Selection:
** Begin **

Letter to the editor

Last week, Peter Clavin’s office was vandalized with homophobic slurs. Clavin is a graduate student instructor, teaching courses in African American Studies, a program currently run by the Department of Transnational Studies. As faculty who teach and conduct research on the intersections of race, gender, and sexuality, we are concerned about the safety of our graduate student instructors, and we are concerned about the continued marginalization of Black Studies and Gender Studies at UB. As civil rights attorneys and legal theorists have noted, regardless of gender, race, or sexuality, students and faculty have the right to come to campus and “learn free from fear.”

How does UB create the kind of community that will promote not just diversity and inclusion, but also wellbeing and justice? What are the best ways to move forward from the homophobic vandalism that appeared on a Teaching Assistant’s door?

We appreciate that the university police department is taking this incident seriously, but increased policing is not the answer. We need more community accountability, not surveillance. This incident, which was directed at someone who teaches about race, occurred precisely because African American Studies, Global Gender Studies and American Studies programs and departments have been purposefully shrunk by the administration over the course of nearly a decade. We are now in one department called “Transnational Studies.” We are invisible, underfunded, perceived as small, unimportant, and – therefore – vulnerable.

** End **

Data shown:
** Begin **

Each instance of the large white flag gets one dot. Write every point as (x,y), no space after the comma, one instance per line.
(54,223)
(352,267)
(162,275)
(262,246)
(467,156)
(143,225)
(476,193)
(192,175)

** End **

Tasks and exercises:
(a) Answer these questions using the letter:
(i) What program does Peter Clavin teach courses in?
(ii) What is the name of the one department the writers say they are now in?
(iii) Over about how long does the letter say the administration shrank the programs and departments?
(b) Sum up the letter in two sentences.
(c) List every program or department that the letter says the administration purposefully shrank.

Responses by task:
(a)
(i) African American Studies
(ii) Transnational Studies
(iii) Nearly a decade

(b) Faculty who teach and research race, gender, and sexuality write that homophobic slurs on the office of Peter Clavin, a graduate student instructor in African American Studies, worry them about their instructors' safety and the continued marginalization of Black Studies and Gender Studies at UB. They call for community accountability rather than more policing and say the incident happened because the administration has shrunk their programs for nearly a decade, leaving them invisible, underfunded, and vulnerable.

(c)
African American Studies
Global Gender Studies
American Studies